TASK GOAL: Copy every one of the records below line for line, omitting the pictures.

DATA ENTRIES:
"""
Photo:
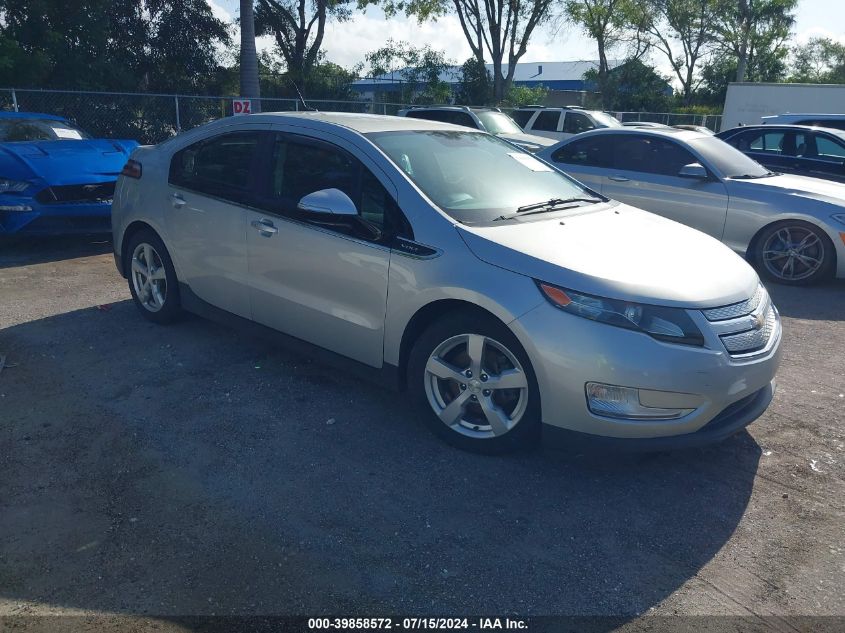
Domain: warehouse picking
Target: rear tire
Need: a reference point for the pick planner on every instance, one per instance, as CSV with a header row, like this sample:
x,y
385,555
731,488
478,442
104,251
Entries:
x,y
152,278
794,253
473,385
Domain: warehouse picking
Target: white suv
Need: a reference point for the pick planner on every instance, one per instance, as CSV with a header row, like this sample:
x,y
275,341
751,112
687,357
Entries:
x,y
561,123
"""
COMPLETED EXERCISE:
Photo:
Domain: warehouse picking
Target: rear tire
Need: a reference point for the pick planner on every instance, one per instance, as CSV with a header row, like this sample:
x,y
385,555
731,488
478,442
104,251
Entries:
x,y
152,278
794,253
473,385
Domain: warehouse picking
Target: white suv
Need: a reference point for the pick planner on every instance, one per instance, as CSV with a header row, like this sample:
x,y
275,341
751,112
687,357
Entries:
x,y
561,123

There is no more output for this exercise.